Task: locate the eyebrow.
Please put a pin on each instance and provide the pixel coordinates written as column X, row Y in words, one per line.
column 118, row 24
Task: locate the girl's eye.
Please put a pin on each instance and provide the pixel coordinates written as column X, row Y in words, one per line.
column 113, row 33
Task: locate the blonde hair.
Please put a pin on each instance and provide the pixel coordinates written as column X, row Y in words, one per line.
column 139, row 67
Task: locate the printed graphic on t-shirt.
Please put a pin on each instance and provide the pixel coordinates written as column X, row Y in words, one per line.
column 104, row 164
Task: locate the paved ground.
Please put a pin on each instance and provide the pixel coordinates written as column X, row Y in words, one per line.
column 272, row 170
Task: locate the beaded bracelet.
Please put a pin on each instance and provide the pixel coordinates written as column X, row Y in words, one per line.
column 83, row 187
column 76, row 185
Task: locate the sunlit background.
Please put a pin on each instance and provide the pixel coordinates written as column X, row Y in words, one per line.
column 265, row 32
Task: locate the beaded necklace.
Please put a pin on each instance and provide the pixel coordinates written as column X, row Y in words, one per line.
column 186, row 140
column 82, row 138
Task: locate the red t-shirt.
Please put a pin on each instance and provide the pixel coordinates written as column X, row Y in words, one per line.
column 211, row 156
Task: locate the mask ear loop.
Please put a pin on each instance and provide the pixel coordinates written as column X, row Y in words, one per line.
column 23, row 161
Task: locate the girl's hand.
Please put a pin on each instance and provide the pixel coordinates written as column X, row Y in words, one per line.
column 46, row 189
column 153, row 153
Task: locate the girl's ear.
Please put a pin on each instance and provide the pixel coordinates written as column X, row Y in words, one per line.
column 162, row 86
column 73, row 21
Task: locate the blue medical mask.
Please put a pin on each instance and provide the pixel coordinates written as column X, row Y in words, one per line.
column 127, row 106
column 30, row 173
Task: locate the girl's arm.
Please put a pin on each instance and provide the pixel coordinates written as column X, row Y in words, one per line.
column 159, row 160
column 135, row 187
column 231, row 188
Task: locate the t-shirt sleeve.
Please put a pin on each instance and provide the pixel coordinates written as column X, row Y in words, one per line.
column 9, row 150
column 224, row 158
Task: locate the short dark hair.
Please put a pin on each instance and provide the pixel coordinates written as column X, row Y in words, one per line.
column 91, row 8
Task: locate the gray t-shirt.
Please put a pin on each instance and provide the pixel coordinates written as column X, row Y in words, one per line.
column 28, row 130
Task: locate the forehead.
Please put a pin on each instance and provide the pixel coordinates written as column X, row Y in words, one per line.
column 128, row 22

PROBLEM STATEMENT | Rewrite all of the entries above, changing each "pin" to "marker" and leaving every other word unchanged.

THE COMPLETED TASK |
Task: locate the eyebrow.
Please put a marker on each instance and provide the pixel coordinates written as column X, row Y in words, one per line.
column 118, row 24
Task: locate the girl's eye.
Please put a marker on each instance and provide the pixel coordinates written as column X, row Y in words, one per line.
column 113, row 33
Task: locate the blonde hair.
Please put a marker on each instance and provide the pixel coordinates written as column X, row Y in words, one per line.
column 139, row 67
Task: locate the printed graphic on t-shirt.
Please put a marker on each instance and provide the pixel coordinates written as column X, row Y in words, one per line.
column 104, row 164
Task: locate the paved ground.
Please put a marker on each instance and provide the pixel coordinates written as column X, row Y in words, one per line.
column 272, row 170
Task: locate the beaded bracelet.
Please put a marker on each instance and provide the pixel coordinates written as column X, row Y in words, one per line.
column 83, row 187
column 76, row 185
Task: locate the sunlit background.
Please put a marker on each instance and provide the pixel coordinates written as column X, row Y in words, one per line.
column 265, row 32
Task: locate the beaded necklace.
Please put a marker on each instance and provide the pixel coordinates written as column X, row Y in words, one per line.
column 186, row 140
column 82, row 138
Task: locate the red t-shirt.
Please put a marker on each instance and provide the pixel coordinates written as column X, row Y in words, one per line.
column 211, row 156
Task: locate the mask ear loop.
Please put a marker on each instance and provide the pixel coordinates written as column X, row Y in words, one per line.
column 23, row 161
Task: locate the girl's hand.
Please put a marker on each instance and provide the pixel coordinates written as column X, row Y in words, one per line.
column 46, row 189
column 153, row 153
Task: locate the girl's ear.
Please put a marker on each instance and provide the pixel coordinates written as column X, row Y in words, one per line.
column 162, row 86
column 73, row 21
Task: locate the blue medical mask.
Please put a marker on each instance and provide the pixel coordinates written as column X, row Y in words, one per line.
column 127, row 106
column 30, row 173
Task: locate the girl's arm.
Please put a marker on each instance and provide the pixel coordinates written as column X, row Y in words, one per line.
column 159, row 160
column 135, row 187
column 231, row 188
Task: locate the t-shirt sleeve.
Please put a marker on each instance and provide the pixel coordinates written as column X, row Y in words, one per line.
column 9, row 150
column 224, row 158
Task: locate the short dark hair.
Please put a marker on each instance and provide the pixel coordinates written as column X, row Y in words, one per line.
column 91, row 8
Task: locate the gray t-shirt.
Please put a marker on each instance and provide the pixel coordinates written as column X, row Y in words, one per line.
column 28, row 130
Task: locate the forehead.
Please put a marker on each instance and provide the pixel coordinates written as column X, row Y in words, one per line.
column 128, row 22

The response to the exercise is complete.